QUÉ HARÁS:
**A.** Según el texto sobre la sangre, ¿qué tienen prohibido hacer los budistas con la sangre?
**B.** Indica si cada una de estas afirmaciones concuerda con el texto sobre la sangre: (i) Gilles de Rais vivió en el siglo XV; (ii) los judíos y los musulmanes tienen derecho a consumir la sangre; (iii) la Condesa Sangrienta vivió en Francia.
**C.** Extiende el texto sobre la sangre a partir de su última oración.

BLOQUE DE TEXTO:
━━━━━━━━━━━━━━━━━━━━

Nuestro lenguaje cotidiano se inunda de un rojo fluido. Decimos que nos "hacemos mala sangre", que una persona distinguida es " de sangre azul" y, cuando alguien tiene miedo, expresa que "se le heló la sangre. Esta, evidentemente, ocupa un lugar central en la vida del hombre, adquiriendo significados curiosamente ambivalentes. Se la considera al mismo tiempo - como dice Juan Paula Ros, un francés historiador de las religiones - peligrosa y bienhechora, impura y pura, siniestra y milagrosa. Por un lado se dice, a la manera bíblica, que la sangre es vida. Por otro, se asocia con la muerte y, en este sentido, aparece el tabú de la sangre. También le da colorido a las religiones tradicionales, que le imponen normas: los judíos y los musulmanes no tienen derecho a consumirla, los budistas tienen prohibido derramarla y los cristianos transforman el vino en sangre de Cristo. Para otras religiones menores la sangre también adquiere estos simbolismos.
Con diferentes nombres, en distintas regiones geográficas y en variadas épocas históricas aparecen seres ávidos de bañarse en lo que la escritora francesa Valentine Penrose llamó lago de todas las fuerzas. Por eso, no sólo la realidad sino también la fantasía se han poblado de seres que hicieron un culto de la sangre. Gilles de Rais, un mariscal francés al que Georges Bataille bautizara "el verdadero Barba Azul" vivió en el siglo XV. Conducido por una siniestra y extraña obsesión, violó y sacrificó a muchas criaturas. Debido a su condición social cometió sus crímenes con cruel impunidad hasta que, al fin, fue juzgado. Como dice Vargas Llosa, Gilles de Rais "vivió en una sociedad donde la nobleza confería una superioridad semidivina, un derecho casi ilimitado para la materialización de los deseos". Cien años después, en Hungría, una Condesa a la que apodaron Sangrienta, se bañaba en la sangre de muchachas campesinas para conservar intactas su belleza y su juventud. Drácula, otro personaje sangriento, nació el siglo pasado de la pluma de Bram Stocker. El conde, como todo vampiro, era un muerto - vivo que se alimentaba de la sangre de sus víctimas como forma de no terminar de morir. La Inquisición no se privó de bañarse en la sangre de todas aquellas mujeres a las que acusaba de brujas. Los dominicos Kramer y Sprenger torturaron y asesinaron con tanta cruel impunidad como Gilles de Rais y la Condesa Sangrienta.

━━━━━━━━━━━━━━━━━━━━

BLOQUE DE DATOS:
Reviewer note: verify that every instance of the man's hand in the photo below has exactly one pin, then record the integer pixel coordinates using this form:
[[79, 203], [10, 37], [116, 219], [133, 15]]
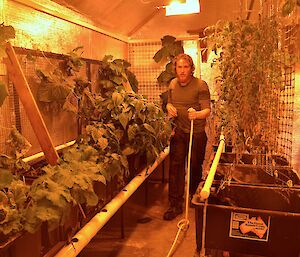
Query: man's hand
[[192, 114], [172, 111]]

━━━━━━━━━━━━━━━━━━━━

RESPUESTAS POR TAREA:
**A.** Derramarla.

**B.**
(i) Sí: "vivió en el siglo XV".
(ii) No: "los judíos y los musulmanes no tienen derecho a consumirla".
(iii) No: "en Hungría, una Condesa a la que apodaron Sangrienta".

**C.**
Los incas, por su parte, inmolaban hermosas doncellas cuando entronizaban a un nuevo soberano. Era un medio de fortalecer su salud y asegurarle el reinado. También los dioses tienen sed, dice Roux. De allí que, en los ritos de muchas religiones, se sacrificaran animales o seres humanos para saciar la sed divina. De las grandes religiones
universales el Islam es la única que ha conservado el sacrificio de animales. El judaísmo renunció a ello, los cristianos lo han reemplazado por la eucaristía mientras que el budismo y el hinduismo rechazan sacrificar la vida en cualquiera de sus formas.
El historiador de las religiones Mircea Eliade afirma que la religiosidad es inherente a la condición humana y que tanto lo sagrado como lo profano son manifestaciones de esa religiosidad. Un hombre exclusivamente racional, dice Eliade, es una mera abstracción que jamás se encuentra en la realidad.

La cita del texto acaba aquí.